--- start Data for this task ---
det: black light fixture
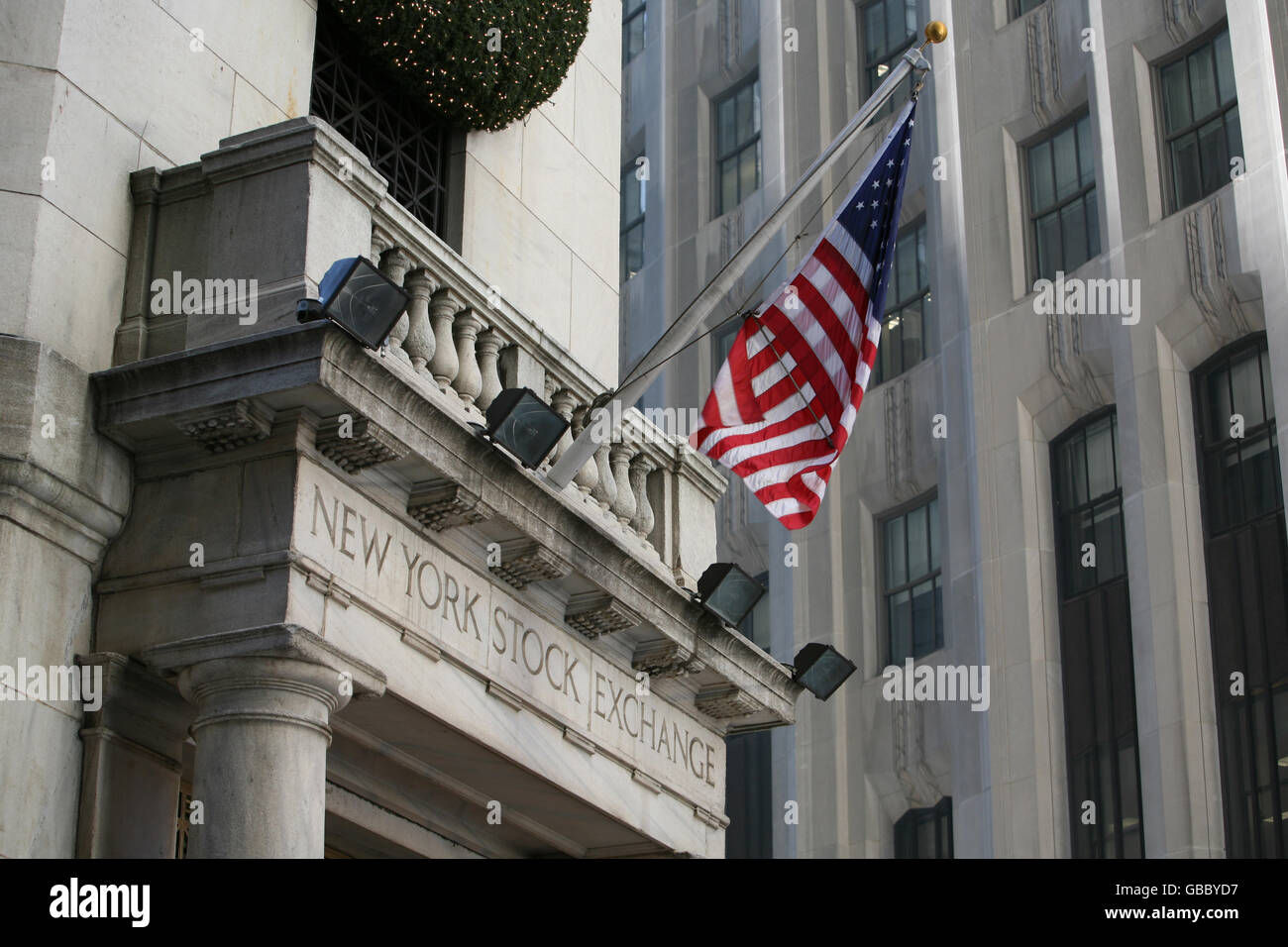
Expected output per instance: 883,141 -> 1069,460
295,257 -> 407,349
793,642 -> 855,701
483,388 -> 568,468
696,562 -> 765,627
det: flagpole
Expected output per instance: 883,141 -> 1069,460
546,21 -> 948,489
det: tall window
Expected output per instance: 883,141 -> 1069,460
622,0 -> 648,65
621,161 -> 648,282
1027,115 -> 1100,279
1194,334 -> 1288,858
872,218 -> 930,384
894,796 -> 953,858
716,76 -> 760,217
725,573 -> 781,858
859,0 -> 918,115
1159,30 -> 1243,210
1051,408 -> 1145,858
1009,0 -> 1046,20
309,4 -> 447,235
881,497 -> 944,665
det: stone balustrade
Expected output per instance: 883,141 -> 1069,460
115,116 -> 726,587
370,197 -> 725,586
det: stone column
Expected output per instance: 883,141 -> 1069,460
179,657 -> 349,858
76,653 -> 192,858
143,625 -> 383,858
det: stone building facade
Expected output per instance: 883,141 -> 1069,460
621,0 -> 1288,858
0,0 -> 799,857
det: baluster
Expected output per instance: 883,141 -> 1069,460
608,436 -> 635,526
403,269 -> 438,381
572,404 -> 599,494
380,246 -> 411,364
590,443 -> 617,513
474,329 -> 503,411
631,454 -> 657,540
429,288 -> 465,391
452,309 -> 483,404
550,388 -> 577,484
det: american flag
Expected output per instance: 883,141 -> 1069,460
690,100 -> 917,530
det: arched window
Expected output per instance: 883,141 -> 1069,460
1051,408 -> 1145,858
1194,333 -> 1288,857
309,4 -> 448,236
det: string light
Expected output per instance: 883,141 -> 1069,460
327,0 -> 590,132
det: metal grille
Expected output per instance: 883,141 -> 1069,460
309,3 -> 447,236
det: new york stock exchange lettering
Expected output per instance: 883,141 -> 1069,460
295,462 -> 724,797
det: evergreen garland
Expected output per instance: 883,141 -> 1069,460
330,0 -> 590,132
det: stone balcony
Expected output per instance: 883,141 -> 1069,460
94,117 -> 800,854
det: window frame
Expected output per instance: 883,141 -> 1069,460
857,0 -> 919,117
1020,104 -> 1104,283
876,487 -> 945,668
1006,0 -> 1046,23
1150,20 -> 1243,214
894,796 -> 954,858
617,152 -> 648,283
1190,331 -> 1288,858
868,213 -> 931,390
711,69 -> 764,218
622,0 -> 648,68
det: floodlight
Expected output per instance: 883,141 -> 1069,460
697,562 -> 765,627
484,388 -> 568,468
295,257 -> 407,349
793,642 -> 855,701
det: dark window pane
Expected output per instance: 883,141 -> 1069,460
885,517 -> 909,588
1051,128 -> 1079,200
1172,132 -> 1203,207
1077,115 -> 1096,187
1212,33 -> 1235,106
1163,59 -> 1192,134
1059,201 -> 1087,271
1188,47 -> 1219,120
1231,352 -> 1266,428
1199,119 -> 1231,194
888,591 -> 912,664
1029,142 -> 1055,211
1087,417 -> 1118,498
1225,108 -> 1243,170
909,506 -> 930,579
1082,188 -> 1100,259
1037,213 -> 1061,279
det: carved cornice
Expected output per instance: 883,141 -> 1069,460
631,640 -> 705,678
564,591 -> 643,640
488,539 -> 572,588
1047,313 -> 1109,414
1162,0 -> 1203,43
407,480 -> 493,532
314,415 -> 407,473
1025,4 -> 1065,125
693,684 -> 763,720
174,398 -> 273,454
1185,197 -> 1250,346
885,377 -> 922,500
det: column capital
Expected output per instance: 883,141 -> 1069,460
139,624 -> 385,706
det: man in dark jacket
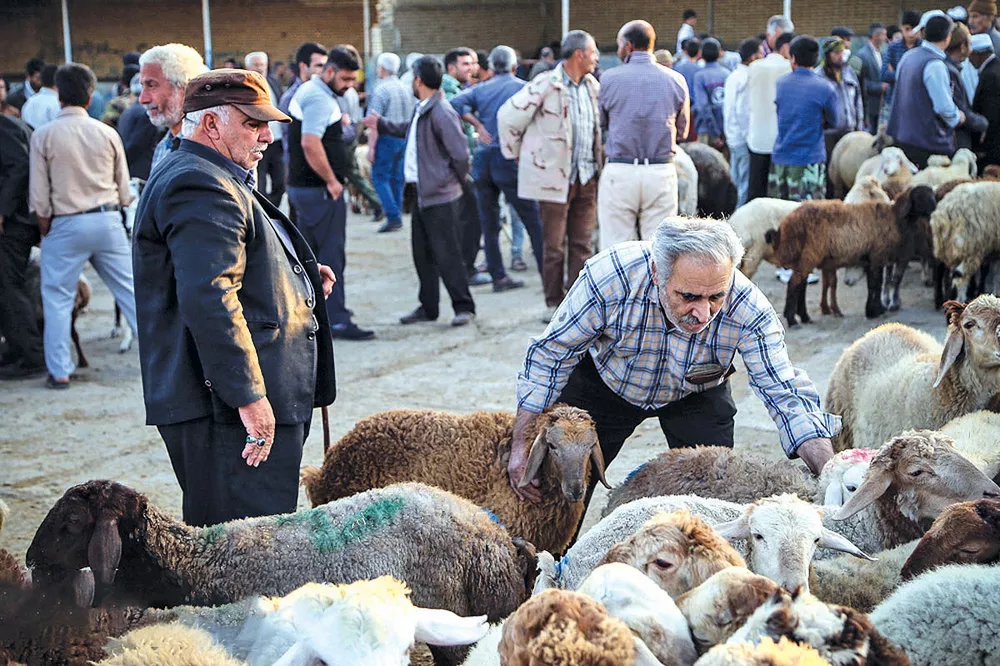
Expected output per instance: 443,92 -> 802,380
0,115 -> 46,379
133,70 -> 336,525
365,56 -> 476,326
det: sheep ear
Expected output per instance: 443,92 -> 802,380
819,529 -> 878,562
833,467 -> 892,520
517,428 -> 548,488
413,608 -> 490,646
87,513 -> 122,585
713,515 -> 750,541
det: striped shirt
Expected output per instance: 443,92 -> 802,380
517,241 -> 840,456
563,70 -> 597,185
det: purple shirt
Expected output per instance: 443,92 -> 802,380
598,51 -> 691,160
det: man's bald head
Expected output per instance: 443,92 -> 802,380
618,21 -> 656,53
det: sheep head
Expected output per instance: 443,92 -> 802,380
934,294 -> 1000,388
677,567 -> 785,652
833,430 -> 1000,523
600,510 -> 746,598
26,481 -> 147,603
715,495 -> 871,591
902,499 -> 1000,580
518,403 -> 611,503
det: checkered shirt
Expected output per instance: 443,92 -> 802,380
517,241 -> 840,457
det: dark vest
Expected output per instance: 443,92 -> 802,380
288,118 -> 346,187
886,47 -> 955,155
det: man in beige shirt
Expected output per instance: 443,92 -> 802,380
28,63 -> 136,388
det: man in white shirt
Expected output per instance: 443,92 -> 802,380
722,37 -> 761,208
21,65 -> 62,129
746,31 -> 795,201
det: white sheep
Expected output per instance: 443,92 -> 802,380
825,295 -> 1000,451
557,495 -> 867,589
931,180 -> 1000,301
871,564 -> 1000,666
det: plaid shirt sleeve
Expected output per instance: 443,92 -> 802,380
517,264 -> 607,413
738,308 -> 840,458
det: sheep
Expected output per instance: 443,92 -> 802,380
695,636 -> 830,666
871,564 -> 1000,666
931,180 -> 1000,300
729,198 -> 799,278
674,144 -> 698,217
827,132 -> 878,199
855,146 -> 919,199
823,430 -> 1000,553
499,590 -> 640,666
900,500 -> 1000,581
577,564 -> 698,666
825,295 -> 1000,451
728,590 -> 910,666
910,148 -> 979,187
559,495 -> 867,589
302,404 -> 610,553
27,481 -> 535,663
603,446 -> 871,516
767,186 -> 935,326
677,567 -> 778,652
684,143 -> 739,219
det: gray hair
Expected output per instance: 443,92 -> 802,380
490,45 -> 517,74
653,217 -> 743,287
139,44 -> 208,89
375,51 -> 399,74
181,104 -> 230,139
559,30 -> 594,60
767,14 -> 795,35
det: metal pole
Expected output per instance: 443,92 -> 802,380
201,0 -> 212,69
62,0 -> 73,62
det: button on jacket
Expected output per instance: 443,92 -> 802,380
133,141 -> 336,425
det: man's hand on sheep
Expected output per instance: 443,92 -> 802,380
796,437 -> 833,476
239,397 -> 274,467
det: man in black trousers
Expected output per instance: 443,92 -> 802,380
0,115 -> 46,379
133,69 -> 336,525
365,56 -> 476,326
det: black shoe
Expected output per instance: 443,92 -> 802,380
0,361 -> 48,380
493,275 -> 524,292
330,321 -> 375,340
399,306 -> 437,326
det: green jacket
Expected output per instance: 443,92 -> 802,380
441,74 -> 476,155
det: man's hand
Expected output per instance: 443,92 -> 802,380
797,437 -> 833,476
319,264 -> 337,298
326,178 -> 344,201
239,397 -> 274,467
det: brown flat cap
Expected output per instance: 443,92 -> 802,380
184,69 -> 292,123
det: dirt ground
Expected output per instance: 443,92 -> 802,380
0,209 -> 945,558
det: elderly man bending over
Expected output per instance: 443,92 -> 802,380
508,218 -> 840,504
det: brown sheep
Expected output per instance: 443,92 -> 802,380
500,590 -> 636,666
302,404 -> 610,553
901,499 -> 1000,581
766,186 -> 936,326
--- end Data for this task ---
→ **Task prompt**:
Convert every one of the records above into a numbered list, dropping any blank lines. Omit the pictures from your answer.

→ **Reply**:
1. det: black light fixture
2. Expected output per instance: 883,141 -> 1069,460
3. 295,257 -> 407,349
4. 793,642 -> 855,701
5. 483,388 -> 568,468
6. 696,562 -> 765,627
7. det: flagpole
8. Expected output per instance: 883,141 -> 1069,460
9. 546,21 -> 948,489
10. det: tall window
11. Expected output per instance: 883,141 -> 1069,460
12. 622,0 -> 648,65
13. 621,161 -> 648,282
14. 1027,115 -> 1100,279
15. 1194,334 -> 1288,858
16. 872,218 -> 930,384
17. 894,796 -> 953,858
18. 716,76 -> 760,217
19. 725,573 -> 781,858
20. 859,0 -> 918,115
21. 1159,30 -> 1243,210
22. 1051,408 -> 1145,858
23. 1009,0 -> 1046,20
24. 309,4 -> 447,235
25. 881,497 -> 944,665
26. det: stone balustrade
27. Expected output per instance: 883,141 -> 1069,460
28. 115,116 -> 726,587
29. 370,197 -> 725,586
30. det: stone column
31. Expected output per instance: 883,141 -> 1069,460
32. 179,657 -> 349,858
33. 76,653 -> 192,858
34. 143,625 -> 383,858
35. det: stone building facade
36. Expected output per instance: 883,141 -> 1069,460
37. 621,0 -> 1288,858
38. 0,0 -> 799,857
39. det: baluster
40. Expected output per instance: 883,141 -> 1069,460
41. 608,436 -> 635,526
42. 403,269 -> 438,381
43. 572,404 -> 599,494
44. 380,246 -> 411,364
45. 590,443 -> 617,513
46. 474,329 -> 503,411
47. 631,454 -> 657,540
48. 429,288 -> 465,391
49. 452,309 -> 483,404
50. 550,388 -> 577,484
51. det: american flag
52. Expected output per instance: 883,141 -> 1069,460
53. 690,100 -> 917,530
54. det: arched window
55. Expected output per instance: 883,141 -> 1069,460
56. 1051,408 -> 1145,858
57. 1194,333 -> 1288,857
58. 309,4 -> 448,236
59. det: string light
60. Expected output per instance: 883,141 -> 1069,460
61. 327,0 -> 590,132
62. det: metal grille
63. Expected output per instance: 883,141 -> 1069,460
64. 309,3 -> 447,236
65. det: new york stock exchange lettering
66. Expected output per instance: 883,141 -> 1069,460
67. 295,462 -> 724,797
68. det: evergreen garland
69. Expected output per instance: 883,141 -> 1069,460
70. 330,0 -> 590,132
71. det: stone balcony
72. Expected output per instance: 883,141 -> 1069,460
73. 94,117 -> 800,854
74. det: window frame
75. Expected output per instance: 883,141 -> 1069,460
76. 857,0 -> 919,117
77. 1020,104 -> 1104,283
78. 876,487 -> 945,668
79. 1006,0 -> 1046,23
80. 1150,20 -> 1243,214
81. 894,796 -> 954,858
82. 617,152 -> 648,283
83. 1190,331 -> 1288,858
84. 868,213 -> 931,390
85. 711,69 -> 764,218
86. 622,0 -> 648,68
87. det: floodlight
88. Expected output per instance: 883,141 -> 1069,460
89. 697,562 -> 765,627
90. 484,388 -> 568,468
91. 295,257 -> 407,349
92. 793,642 -> 855,701
93. det: dark window pane
94. Expected output per instance: 883,141 -> 1069,460
95. 885,517 -> 909,588
96. 1051,128 -> 1079,200
97. 1172,132 -> 1203,207
98. 1077,115 -> 1096,187
99. 1212,33 -> 1235,106
100. 1163,59 -> 1192,134
101. 1059,201 -> 1087,271
102. 1188,47 -> 1219,120
103. 1231,352 -> 1266,428
104. 1199,119 -> 1231,194
105. 888,591 -> 912,664
106. 1029,142 -> 1055,211
107. 1087,417 -> 1118,498
108. 1225,108 -> 1243,170
109. 909,506 -> 930,579
110. 1082,188 -> 1100,259
111. 1037,213 -> 1061,279
112. det: carved cornice
113. Expected output per instance: 883,141 -> 1069,460
114. 631,640 -> 705,678
115. 564,591 -> 643,640
116. 488,539 -> 572,588
117. 1047,313 -> 1109,414
118. 1162,0 -> 1203,43
119. 407,480 -> 493,532
120. 314,415 -> 407,473
121. 1025,4 -> 1065,125
122. 693,684 -> 763,720
123. 174,398 -> 273,454
124. 1185,197 -> 1250,346
125. 885,377 -> 922,500
126. det: column capital
127. Expected output per instance: 883,141 -> 1069,460
128. 139,624 -> 385,706
129. det: man in dark jacket
130. Expected output per instance: 443,92 -> 802,380
131. 0,115 -> 46,379
132. 133,70 -> 336,525
133. 365,56 -> 476,326
134. det: sheep ear
135. Expected output per instance: 443,92 -> 802,380
136. 819,529 -> 878,562
137. 833,467 -> 892,520
138. 517,428 -> 548,488
139. 413,608 -> 490,646
140. 87,513 -> 122,585
141. 713,515 -> 750,541
142. det: striped shirt
143. Expected output per instance: 443,92 -> 802,380
144. 517,241 -> 840,456
145. 563,70 -> 597,185
146. det: purple shirt
147. Expected output per instance: 443,92 -> 802,380
148. 598,51 -> 691,160
149. det: man's bald head
150. Expected output per instance: 443,92 -> 802,380
151. 618,21 -> 656,53
152. det: sheep head
153. Expected output per instance: 443,92 -> 802,380
154. 934,294 -> 1000,388
155. 677,567 -> 785,652
156. 833,430 -> 1000,523
157. 600,510 -> 746,598
158. 26,481 -> 147,603
159. 715,495 -> 871,591
160. 902,499 -> 1000,580
161. 518,403 -> 611,503
162. det: checkered shirt
163. Expected output per instance: 443,92 -> 802,380
164. 517,241 -> 840,457
165. det: dark vest
166. Expected output per instance: 443,92 -> 802,380
167. 288,118 -> 346,187
168. 886,47 -> 955,155
169. det: man in beige shirt
170. Expected output per instance: 443,92 -> 802,380
171. 28,63 -> 136,388
172. det: man in white shirt
173. Expected output per instance: 443,92 -> 802,380
174. 722,37 -> 761,208
175. 21,65 -> 62,129
176. 746,31 -> 795,201
177. det: white sheep
178. Expected output per instance: 443,92 -> 802,380
179. 825,295 -> 1000,451
180. 557,495 -> 867,589
181. 931,180 -> 1000,301
182. 871,564 -> 1000,666
183. det: plaid shirt sleeve
184. Expected output per instance: 443,92 -> 802,380
185. 517,264 -> 607,413
186. 738,308 -> 840,458
187. det: sheep
188. Expected output per instance: 443,92 -> 802,380
189. 695,636 -> 830,666
190. 871,564 -> 1000,666
191. 931,180 -> 1000,300
192. 729,198 -> 799,278
193. 674,144 -> 698,217
194. 827,132 -> 878,199
195. 855,146 -> 919,199
196. 823,430 -> 1000,553
197. 499,590 -> 640,666
198. 900,500 -> 1000,581
199. 577,564 -> 698,666
200. 825,295 -> 1000,451
201. 728,590 -> 910,666
202. 910,148 -> 979,187
203. 559,495 -> 867,589
204. 302,404 -> 610,553
205. 27,481 -> 535,663
206. 603,446 -> 871,516
207. 767,186 -> 935,326
208. 677,567 -> 778,652
209. 684,143 -> 739,219
210. det: gray hair
211. Expected output per instance: 443,92 -> 802,380
212. 490,45 -> 517,74
213. 653,217 -> 743,287
214. 139,44 -> 208,89
215. 375,51 -> 399,74
216. 181,104 -> 230,139
217. 559,30 -> 594,60
218. 767,14 -> 795,35
219. det: metal pole
220. Expected output per instance: 443,92 -> 802,380
221. 201,0 -> 212,69
222. 62,0 -> 73,62
223. det: button on jacket
224. Expected output per instance: 443,92 -> 802,380
225. 133,141 -> 336,425
226. det: man's hand on sheep
227. Expected output per instance: 443,92 -> 802,380
228. 796,437 -> 833,476
229. 239,397 -> 274,467
230. det: man in black trousers
231. Expected output per instance: 443,92 -> 802,380
232. 0,115 -> 46,379
233. 133,69 -> 336,525
234. 365,56 -> 476,326
235. det: black shoe
236. Expected output per instance: 443,92 -> 802,380
237. 0,361 -> 48,380
238. 493,275 -> 524,292
239. 330,321 -> 375,340
240. 399,306 -> 437,326
241. det: green jacket
242. Expected output per instance: 443,92 -> 802,380
243. 441,74 -> 476,155
244. det: man's hand
245. Expected output per instance: 443,92 -> 802,380
246. 797,437 -> 833,476
247. 319,264 -> 337,298
248. 326,178 -> 344,201
249. 239,397 -> 274,467
250. det: brown flat cap
251. Expected output per instance: 443,92 -> 802,380
252. 184,69 -> 292,123
253. det: dirt ground
254. Expected output per instance: 443,92 -> 802,380
255. 0,209 -> 945,558
256. det: elderly man bending over
257. Expected output per instance: 443,92 -> 802,380
258. 508,218 -> 840,504
259. det: brown sheep
260. Expected output per instance: 443,92 -> 802,380
261. 500,590 -> 636,666
262. 302,404 -> 610,553
263. 901,499 -> 1000,581
264. 766,186 -> 936,326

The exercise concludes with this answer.